━━━━━ Estratto del documento ━━━━━

Oltre alle implicazioni corporee, però, esistono anche quelle psicologiche, tra cui: stress, ansia, calo dell’autostima, svalutazione di sé, difficoltà relazionali e affettive, senso di colpa, vergogna, rabbia, dipendenze alimentari.
Come se non bastasse, oltre a tutto ciò vi è anche lo stigma sociale generato dal giudizio delle persone che può provocare un vero e proprio dolore fisico in chi ne è oggetto.
Il dolore provocato dallo stigma sociale
Secondo una ricerca pubblicata sulla rivista Stigma and Health implicitamente, nel corso delle nostre conversazioni quotidiane, siamo soliti associare la sofferenza psicologica al dolore fisico. In base a questa ricerca si è rilevato che essere stigmatizzati socialmente a causa del proprio sovrappeso può indurre vero e proprio dolore sul piano fisico.
KayLoni Olson, presso il Weight Control and Diabetes Research Center, nello specifico ha indagato come influisce lo stigma sociale sulle donne che desiderano perdere peso. Dalla indagine è emerso che più elevato è il peso, maggiore è il dolore fisico percepito. In parte questo pare che sia dovuto allo sforzo eccessivo che devono sostenere le articolazioni e il maggiore rischio di incorrere in osteoartrite. In aggiunta, sembra che l’obesità provochi uno stato di infiammazione generalizzata del corpo capace di suscitare dolore in esso.
Come se non bastasse si è scoperto anche che le aree nel cervello che sono responsabili di elaborare il dolore fisico sono coinvolte anche nella sofferenza sociale. In questo senso pare che ci sia una vera e propria sovrapposizione neurale a livello cerebrale tra aree deputate al dolore fisico e a quello emotivo e sociale.
Come agisce lo stigma sociale
Lo stigma sociale interviene nelle persone nel momento in cui si crede che gli altri abbiano pensato o detto qualcosa di negativo su di noi, semplicemente a partire dal nostro peso corporeo. A nessuno fa piacere sentirsi definita, esplicitamente o implicitamente, grassa, grassottella, o con altri epiteti o eufemismi che spesso celano ironia, scherno, e in generale non rispetto per la propria condizione.
Lo stigma, e con esso la sofferenza e il dolore che ne derivano, ha un reale impatto nella persona solo quando si crede che i commenti negativi altrui siano veri. A quel punto si aggiungono le proprie critiche personali, che in genere sono le più efferate.

━━━━━ Dati estratti ━━━━━

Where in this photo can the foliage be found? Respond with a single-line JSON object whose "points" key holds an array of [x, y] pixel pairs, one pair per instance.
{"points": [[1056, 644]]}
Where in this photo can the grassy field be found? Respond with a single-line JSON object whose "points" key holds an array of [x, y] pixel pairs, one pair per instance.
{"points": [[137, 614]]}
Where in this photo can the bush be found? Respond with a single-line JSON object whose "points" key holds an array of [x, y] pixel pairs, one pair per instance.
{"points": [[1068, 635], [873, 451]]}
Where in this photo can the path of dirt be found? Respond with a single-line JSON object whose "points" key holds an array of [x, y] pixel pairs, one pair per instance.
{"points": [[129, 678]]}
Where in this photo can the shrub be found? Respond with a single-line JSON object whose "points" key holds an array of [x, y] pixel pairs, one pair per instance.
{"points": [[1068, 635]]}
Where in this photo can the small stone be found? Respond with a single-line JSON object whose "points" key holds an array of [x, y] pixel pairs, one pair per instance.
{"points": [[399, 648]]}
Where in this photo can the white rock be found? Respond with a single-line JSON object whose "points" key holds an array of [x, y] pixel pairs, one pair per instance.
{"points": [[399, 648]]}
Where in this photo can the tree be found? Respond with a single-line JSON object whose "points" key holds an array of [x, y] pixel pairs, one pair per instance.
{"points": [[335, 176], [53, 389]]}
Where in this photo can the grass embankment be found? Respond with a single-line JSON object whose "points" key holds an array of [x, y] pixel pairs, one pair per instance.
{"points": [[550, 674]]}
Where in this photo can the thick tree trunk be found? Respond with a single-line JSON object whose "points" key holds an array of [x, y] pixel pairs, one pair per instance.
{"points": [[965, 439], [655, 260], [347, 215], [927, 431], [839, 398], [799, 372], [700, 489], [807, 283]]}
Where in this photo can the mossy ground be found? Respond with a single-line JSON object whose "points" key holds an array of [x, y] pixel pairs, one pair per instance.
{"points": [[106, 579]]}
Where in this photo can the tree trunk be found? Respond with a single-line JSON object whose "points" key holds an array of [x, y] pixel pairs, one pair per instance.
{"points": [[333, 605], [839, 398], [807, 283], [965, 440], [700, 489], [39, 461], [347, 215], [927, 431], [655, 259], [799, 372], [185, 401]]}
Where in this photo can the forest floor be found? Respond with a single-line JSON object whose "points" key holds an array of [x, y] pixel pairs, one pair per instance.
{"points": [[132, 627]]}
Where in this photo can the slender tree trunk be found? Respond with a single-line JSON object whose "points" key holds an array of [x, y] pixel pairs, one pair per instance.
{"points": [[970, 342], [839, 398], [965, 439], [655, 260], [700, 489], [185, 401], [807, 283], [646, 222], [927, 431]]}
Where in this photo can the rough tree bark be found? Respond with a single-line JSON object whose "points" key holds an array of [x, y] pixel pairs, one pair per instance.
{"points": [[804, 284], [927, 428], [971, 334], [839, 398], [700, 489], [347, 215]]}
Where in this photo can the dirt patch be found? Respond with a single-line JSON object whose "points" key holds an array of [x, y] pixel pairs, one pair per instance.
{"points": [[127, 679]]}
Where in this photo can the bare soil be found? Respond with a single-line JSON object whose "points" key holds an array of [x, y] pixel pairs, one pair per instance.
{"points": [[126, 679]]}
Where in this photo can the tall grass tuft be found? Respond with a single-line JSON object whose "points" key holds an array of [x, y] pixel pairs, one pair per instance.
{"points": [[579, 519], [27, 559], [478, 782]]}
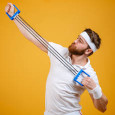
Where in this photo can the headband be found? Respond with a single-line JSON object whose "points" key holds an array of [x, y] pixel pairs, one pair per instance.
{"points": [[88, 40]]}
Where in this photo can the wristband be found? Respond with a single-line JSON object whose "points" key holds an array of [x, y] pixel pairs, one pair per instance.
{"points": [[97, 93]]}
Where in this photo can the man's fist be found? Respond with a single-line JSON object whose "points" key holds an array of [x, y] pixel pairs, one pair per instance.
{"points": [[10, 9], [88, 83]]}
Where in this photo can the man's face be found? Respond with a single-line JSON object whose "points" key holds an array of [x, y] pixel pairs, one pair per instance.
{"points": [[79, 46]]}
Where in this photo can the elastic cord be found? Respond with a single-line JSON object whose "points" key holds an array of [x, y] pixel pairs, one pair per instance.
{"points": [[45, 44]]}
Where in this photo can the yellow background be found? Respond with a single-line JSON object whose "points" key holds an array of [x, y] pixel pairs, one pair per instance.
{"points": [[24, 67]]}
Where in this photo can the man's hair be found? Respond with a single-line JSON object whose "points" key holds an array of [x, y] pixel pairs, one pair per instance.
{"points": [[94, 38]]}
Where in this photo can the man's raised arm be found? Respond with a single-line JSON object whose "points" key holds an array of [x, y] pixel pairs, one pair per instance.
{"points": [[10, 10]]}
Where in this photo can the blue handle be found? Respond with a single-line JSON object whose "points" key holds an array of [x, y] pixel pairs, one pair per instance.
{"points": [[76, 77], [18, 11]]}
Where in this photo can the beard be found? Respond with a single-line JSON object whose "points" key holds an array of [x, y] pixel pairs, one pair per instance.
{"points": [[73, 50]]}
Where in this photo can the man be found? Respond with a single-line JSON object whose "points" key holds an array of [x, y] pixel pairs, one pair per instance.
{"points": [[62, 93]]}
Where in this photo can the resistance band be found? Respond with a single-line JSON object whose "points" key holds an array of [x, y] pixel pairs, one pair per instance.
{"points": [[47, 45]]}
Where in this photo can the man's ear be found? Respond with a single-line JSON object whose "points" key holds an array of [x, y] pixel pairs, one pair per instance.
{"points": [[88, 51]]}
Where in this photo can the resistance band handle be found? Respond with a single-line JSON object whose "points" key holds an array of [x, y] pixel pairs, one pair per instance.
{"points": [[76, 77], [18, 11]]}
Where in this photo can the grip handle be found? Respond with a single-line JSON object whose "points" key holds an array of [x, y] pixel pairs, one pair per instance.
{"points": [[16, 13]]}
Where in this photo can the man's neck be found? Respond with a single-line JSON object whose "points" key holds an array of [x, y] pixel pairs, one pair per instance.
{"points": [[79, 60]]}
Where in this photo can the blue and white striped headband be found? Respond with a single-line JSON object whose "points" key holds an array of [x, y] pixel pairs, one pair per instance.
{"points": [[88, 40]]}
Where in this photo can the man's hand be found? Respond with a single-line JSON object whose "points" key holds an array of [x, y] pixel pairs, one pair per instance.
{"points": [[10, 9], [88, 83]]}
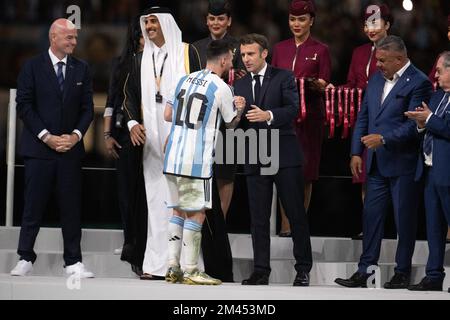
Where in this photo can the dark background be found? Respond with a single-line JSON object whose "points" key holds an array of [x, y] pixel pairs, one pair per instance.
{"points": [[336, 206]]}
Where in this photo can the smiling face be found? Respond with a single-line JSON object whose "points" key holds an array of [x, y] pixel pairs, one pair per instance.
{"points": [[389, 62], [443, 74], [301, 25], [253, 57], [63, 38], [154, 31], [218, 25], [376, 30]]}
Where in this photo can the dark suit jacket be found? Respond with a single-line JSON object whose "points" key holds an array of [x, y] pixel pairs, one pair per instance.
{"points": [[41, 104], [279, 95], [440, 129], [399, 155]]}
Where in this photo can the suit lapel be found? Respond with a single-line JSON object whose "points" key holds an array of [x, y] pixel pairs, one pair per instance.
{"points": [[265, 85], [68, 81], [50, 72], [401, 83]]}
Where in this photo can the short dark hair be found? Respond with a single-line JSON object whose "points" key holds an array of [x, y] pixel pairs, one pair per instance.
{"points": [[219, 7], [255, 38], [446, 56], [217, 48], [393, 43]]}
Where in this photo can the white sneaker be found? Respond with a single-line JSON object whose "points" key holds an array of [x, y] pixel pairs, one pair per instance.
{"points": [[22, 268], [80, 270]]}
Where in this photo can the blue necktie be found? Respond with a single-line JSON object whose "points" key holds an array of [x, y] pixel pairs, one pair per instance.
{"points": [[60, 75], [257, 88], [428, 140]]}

━━━━━

Azioni da svolgere >>
**1)** Su quale rivista è stata pubblicata la ricerca citata nell'estratto sullo stigma sociale?
**2)** Spiega, in base all'estratto sullo stigma sociale, perché il dolore fisico percepito cresce con l'aumentare del peso.
**3)** Scrivi il seguito dell'estratto sullo stigma sociale, riprendendo dopo la sua ultima frase.
I dati provengono da un'altra fonte.

Risposte alle attività >>
**1)** Sulla rivista Stigma and Health.

**2)** In parte sembra dipendere dallo sforzo eccessivo a cui sono sottoposte le articolazioni e dal maggiore rischio di osteoartrite. Inoltre l'obesità sembra provocare uno stato di infiammazione generalizzata del corpo, capace di suscitare dolore.

**3)**
Chi ha interiorizzato lo stigma sociale basato sul peso corporeo crede effettivamente di essere brutta, sgradevole, non attraente o pigra. Esso può contribuire a distruggere totalmente l’autostima con numerose implicazioni psicologiche, tra cui: ansia, depressione, panico, alimentazione compulsiva, dipendenze di vario genere. Inoltre può contribuire a prosciugare la motivazione e la forza di volontà necessarie per intraprendere uno stile di vita e alimentare più sano ed equilibrato.
Il legame tra dolore fisico e psicologico
La ricerca della dottoressa Olson ha messo in luce che, all’interno di un gruppo di donne che seguivano un programma controllato di dimagrimento, coloro che all’inizio avevano dichiarato una percezione maggiore dello stigma sociale legato al sovrappeso hanno riferito anche più dolori nel corpo.
Il dolore di per se stesso può contribuire ad esacerbare il cattivo umore, abbassare il tono delle energie e fare calare il desiderio di impegnarsi in uno stile di vita più sano ed equilibrato che può portare alla riduzione di peso.
In generale, è probabile che uno stigma sociale legato all’immagine corporea continuerà ad esistere, come del resto è sempre esistito. Ciò su cui si può lavorare è il modo in cui ciascuna persona può percepire, elaborare, accettare questo stigma senza farsene carico e ledere la propria autostima, motivazione, serenità.
Se si cerca di piacere agli altri, se ci sia spetta di essere amati e accettati da coloro che ci circondano il rischio è che si trascuri di intraprendere un cammino che può portare ad amare e accettare se stessi, a prescindere dal giudizio altrui sul quale non si possiede alcun controllo.